### WRITTEN EXERCISE
Copy the lines below verbatim, beginning with the line containing "Scan the image above for white hair." and ending with the line containing "125;499;204;581", including both.

Begin DATA SUPPLIED

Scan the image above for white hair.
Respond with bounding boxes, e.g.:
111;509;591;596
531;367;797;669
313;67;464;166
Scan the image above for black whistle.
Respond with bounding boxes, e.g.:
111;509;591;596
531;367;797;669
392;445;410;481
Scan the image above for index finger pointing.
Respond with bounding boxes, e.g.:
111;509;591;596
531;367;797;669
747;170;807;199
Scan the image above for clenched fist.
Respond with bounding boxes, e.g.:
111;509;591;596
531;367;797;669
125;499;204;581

End DATA SUPPLIED
Begin DATA SUPPLIED

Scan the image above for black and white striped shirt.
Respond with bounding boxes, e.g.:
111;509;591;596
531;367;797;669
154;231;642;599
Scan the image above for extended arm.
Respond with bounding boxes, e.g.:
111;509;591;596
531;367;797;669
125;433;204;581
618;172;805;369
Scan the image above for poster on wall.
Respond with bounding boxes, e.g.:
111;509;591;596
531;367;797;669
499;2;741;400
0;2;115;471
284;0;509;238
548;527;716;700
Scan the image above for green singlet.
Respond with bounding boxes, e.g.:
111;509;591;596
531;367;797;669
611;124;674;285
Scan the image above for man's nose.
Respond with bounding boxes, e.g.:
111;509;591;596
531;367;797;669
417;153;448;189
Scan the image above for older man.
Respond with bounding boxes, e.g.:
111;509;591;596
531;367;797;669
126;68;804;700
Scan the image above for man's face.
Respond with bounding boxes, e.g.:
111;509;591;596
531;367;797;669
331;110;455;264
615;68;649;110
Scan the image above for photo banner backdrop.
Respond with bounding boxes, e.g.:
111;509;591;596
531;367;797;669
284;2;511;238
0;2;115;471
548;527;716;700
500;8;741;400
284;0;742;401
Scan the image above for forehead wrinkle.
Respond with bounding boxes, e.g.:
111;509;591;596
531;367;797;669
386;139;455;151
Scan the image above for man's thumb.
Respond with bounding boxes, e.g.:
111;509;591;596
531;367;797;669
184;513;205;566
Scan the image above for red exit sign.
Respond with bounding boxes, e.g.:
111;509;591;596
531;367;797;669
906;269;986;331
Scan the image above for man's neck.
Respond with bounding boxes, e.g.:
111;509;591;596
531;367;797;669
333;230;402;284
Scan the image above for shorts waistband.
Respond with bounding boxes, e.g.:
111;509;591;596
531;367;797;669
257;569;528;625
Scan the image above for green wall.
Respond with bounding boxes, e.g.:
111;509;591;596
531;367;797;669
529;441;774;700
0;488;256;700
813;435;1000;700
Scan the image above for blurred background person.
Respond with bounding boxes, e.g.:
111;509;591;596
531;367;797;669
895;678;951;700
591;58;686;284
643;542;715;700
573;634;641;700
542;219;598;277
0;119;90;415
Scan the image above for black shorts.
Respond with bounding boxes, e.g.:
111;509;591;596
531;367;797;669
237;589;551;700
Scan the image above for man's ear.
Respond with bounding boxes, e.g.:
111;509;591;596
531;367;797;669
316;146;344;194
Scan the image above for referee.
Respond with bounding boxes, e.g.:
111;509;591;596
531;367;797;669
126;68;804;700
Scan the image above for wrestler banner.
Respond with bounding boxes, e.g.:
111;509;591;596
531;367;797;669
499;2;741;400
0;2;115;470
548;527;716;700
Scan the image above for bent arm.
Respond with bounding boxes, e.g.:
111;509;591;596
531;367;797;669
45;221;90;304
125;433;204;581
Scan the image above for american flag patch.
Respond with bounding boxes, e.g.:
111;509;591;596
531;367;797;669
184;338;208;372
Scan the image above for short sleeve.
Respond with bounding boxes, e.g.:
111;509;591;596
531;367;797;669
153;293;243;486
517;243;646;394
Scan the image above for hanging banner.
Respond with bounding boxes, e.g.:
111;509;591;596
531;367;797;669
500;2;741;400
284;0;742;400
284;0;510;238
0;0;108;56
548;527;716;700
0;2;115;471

End DATA SUPPLIED
Begin DATA SUPPLIED

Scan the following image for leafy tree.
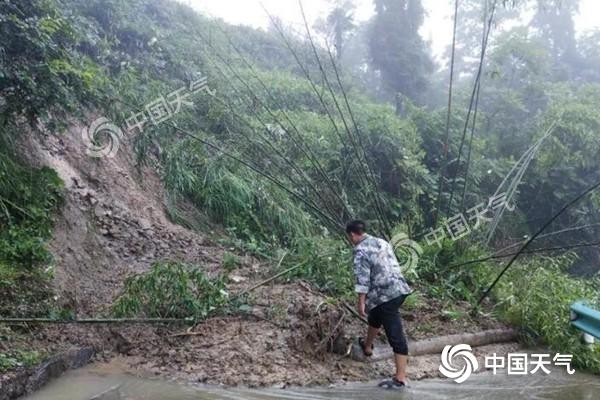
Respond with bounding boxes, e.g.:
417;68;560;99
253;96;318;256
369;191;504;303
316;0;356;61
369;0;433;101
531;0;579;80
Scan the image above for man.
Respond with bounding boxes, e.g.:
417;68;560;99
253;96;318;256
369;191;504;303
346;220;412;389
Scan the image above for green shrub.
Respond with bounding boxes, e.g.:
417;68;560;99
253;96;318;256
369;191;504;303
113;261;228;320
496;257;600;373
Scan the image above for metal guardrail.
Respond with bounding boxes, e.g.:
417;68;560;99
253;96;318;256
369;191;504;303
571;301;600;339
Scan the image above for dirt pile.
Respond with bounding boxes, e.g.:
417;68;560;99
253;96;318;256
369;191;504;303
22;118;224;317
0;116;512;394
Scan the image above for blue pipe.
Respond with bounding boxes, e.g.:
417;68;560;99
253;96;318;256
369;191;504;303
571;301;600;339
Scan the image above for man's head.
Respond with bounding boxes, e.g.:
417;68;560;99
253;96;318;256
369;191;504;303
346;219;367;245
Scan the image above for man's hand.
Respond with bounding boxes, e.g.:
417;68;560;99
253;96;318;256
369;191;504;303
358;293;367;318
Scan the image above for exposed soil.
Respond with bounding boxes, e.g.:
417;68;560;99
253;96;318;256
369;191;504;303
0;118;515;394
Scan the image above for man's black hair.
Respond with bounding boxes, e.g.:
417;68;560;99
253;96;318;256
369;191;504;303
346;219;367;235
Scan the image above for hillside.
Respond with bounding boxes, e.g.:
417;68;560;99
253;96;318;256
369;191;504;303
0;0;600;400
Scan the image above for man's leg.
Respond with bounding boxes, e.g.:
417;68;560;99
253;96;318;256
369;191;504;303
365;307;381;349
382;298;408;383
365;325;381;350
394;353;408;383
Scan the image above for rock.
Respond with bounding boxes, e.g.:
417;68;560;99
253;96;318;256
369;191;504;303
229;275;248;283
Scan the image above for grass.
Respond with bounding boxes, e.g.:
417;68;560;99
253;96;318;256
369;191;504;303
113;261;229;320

End DATA SUPPLIED

### ANSWER TO THIS PROBLEM
Scan the image above for white hair.
Respond with bounding boxes, e.g.:
111;509;591;596
531;367;797;669
313;67;464;166
Scan the image above for black whistle.
Respond with bounding boxes, e.g.:
111;509;591;596
531;367;797;669
392;445;410;481
Scan the image above for index finger pointing.
Respond with bounding boxes, e.g.:
111;509;591;596
531;367;797;669
747;170;807;199
Scan the image above for clenched fist.
Respond with bounding boxes, e.g.:
111;509;591;596
531;367;797;669
125;499;204;581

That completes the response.